> GOAL: Turn the data, starting with the line containing "Warehouse pick-planner input: mark the fallen" and going on through the line containing "Warehouse pick-planner input: mark the photinia", into a Markdown table with the columns Row and Line: put a row number under Row and the line itself under Line, and leave out any blank lines.

> RAW DATA:
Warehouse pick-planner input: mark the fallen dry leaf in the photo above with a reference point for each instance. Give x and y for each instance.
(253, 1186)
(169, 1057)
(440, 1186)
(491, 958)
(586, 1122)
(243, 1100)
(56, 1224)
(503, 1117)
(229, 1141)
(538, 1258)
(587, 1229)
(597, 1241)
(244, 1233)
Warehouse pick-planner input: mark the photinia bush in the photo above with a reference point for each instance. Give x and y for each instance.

---

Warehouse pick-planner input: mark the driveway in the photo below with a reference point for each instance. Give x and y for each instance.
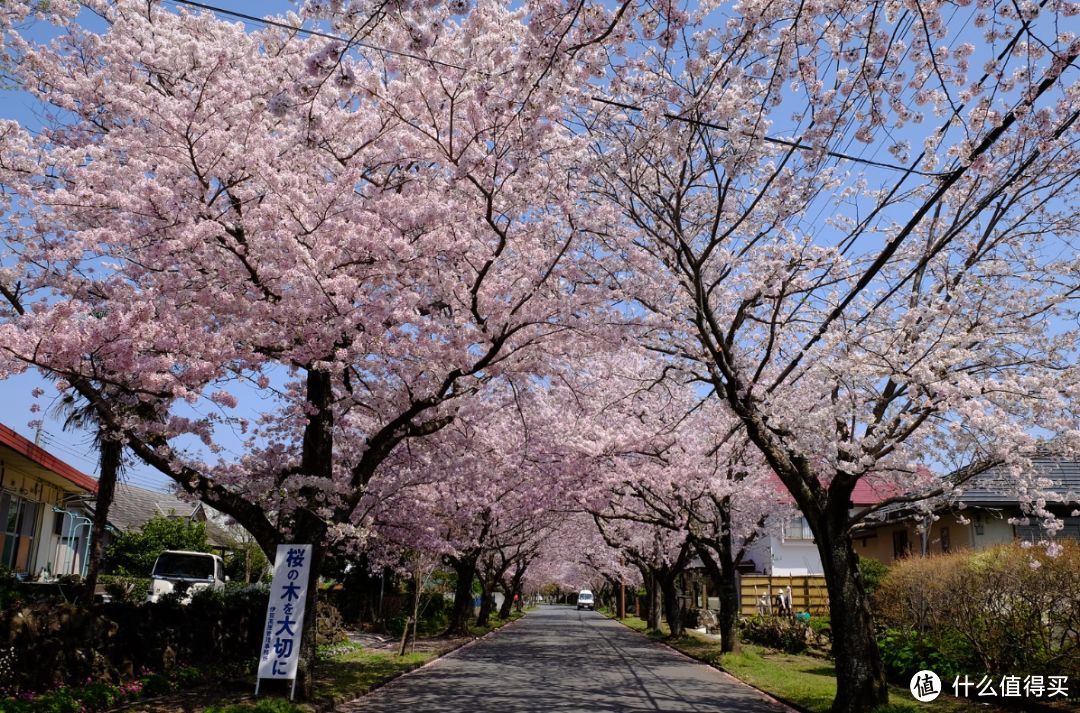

...

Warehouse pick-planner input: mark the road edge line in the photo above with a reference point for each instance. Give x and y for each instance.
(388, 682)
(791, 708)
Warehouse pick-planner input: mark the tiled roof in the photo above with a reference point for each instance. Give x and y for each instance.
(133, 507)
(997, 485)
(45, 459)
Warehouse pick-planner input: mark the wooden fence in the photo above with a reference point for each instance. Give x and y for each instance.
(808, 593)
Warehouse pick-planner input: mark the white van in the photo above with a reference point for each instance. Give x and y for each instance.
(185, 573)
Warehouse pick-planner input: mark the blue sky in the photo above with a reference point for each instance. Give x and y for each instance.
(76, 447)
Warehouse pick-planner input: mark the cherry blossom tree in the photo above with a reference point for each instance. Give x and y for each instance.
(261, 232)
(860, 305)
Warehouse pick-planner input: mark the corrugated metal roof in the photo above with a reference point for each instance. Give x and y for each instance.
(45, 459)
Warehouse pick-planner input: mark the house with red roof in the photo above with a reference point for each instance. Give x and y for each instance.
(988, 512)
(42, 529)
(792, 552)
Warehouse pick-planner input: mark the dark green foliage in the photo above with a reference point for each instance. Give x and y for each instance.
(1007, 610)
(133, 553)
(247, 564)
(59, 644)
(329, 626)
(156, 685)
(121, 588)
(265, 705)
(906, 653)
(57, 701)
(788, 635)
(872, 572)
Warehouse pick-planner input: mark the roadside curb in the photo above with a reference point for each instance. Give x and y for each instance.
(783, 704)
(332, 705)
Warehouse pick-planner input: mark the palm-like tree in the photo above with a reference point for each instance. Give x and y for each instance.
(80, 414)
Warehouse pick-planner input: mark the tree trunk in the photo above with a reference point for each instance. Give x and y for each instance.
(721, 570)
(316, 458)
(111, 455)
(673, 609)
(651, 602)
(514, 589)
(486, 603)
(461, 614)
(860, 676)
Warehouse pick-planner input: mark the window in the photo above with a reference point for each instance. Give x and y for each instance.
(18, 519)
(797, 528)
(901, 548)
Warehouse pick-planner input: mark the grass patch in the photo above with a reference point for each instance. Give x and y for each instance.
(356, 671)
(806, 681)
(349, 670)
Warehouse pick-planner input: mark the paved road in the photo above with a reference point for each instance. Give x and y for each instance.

> OUTPUT FOR THIS EXERCISE:
| Row | Line |
|---|---|
| 1 | Warehouse pick-planner input: mark the fallen dry leaf in the photo above with a reference point for each instance. Give x and y for each instance. |
| 2 | (253, 1186) |
| 3 | (169, 1057) |
| 4 | (440, 1186) |
| 5 | (491, 958) |
| 6 | (586, 1122) |
| 7 | (243, 1100) |
| 8 | (56, 1224) |
| 9 | (503, 1117) |
| 10 | (229, 1141) |
| 11 | (538, 1258) |
| 12 | (587, 1229) |
| 13 | (597, 1241) |
| 14 | (244, 1233) |
| 15 | Warehouse pick-planner input: mark the photinia bush in the photo above with a reference point for each instance. Give x and y for each instance. |